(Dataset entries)
^^^^^^^^^^^^^^^^
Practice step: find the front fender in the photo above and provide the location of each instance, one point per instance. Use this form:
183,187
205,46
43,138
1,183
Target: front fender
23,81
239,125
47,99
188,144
^^^^^^^^^^^^^^^^
Directions for this task: Only an exact retyping of the full data will do.

Task answer:
Practice step: find the front fender in the photo above and provide the location of each instance, one point per instance. Use this form:
183,187
205,46
43,138
1,183
Target: front fender
23,81
239,125
47,99
188,144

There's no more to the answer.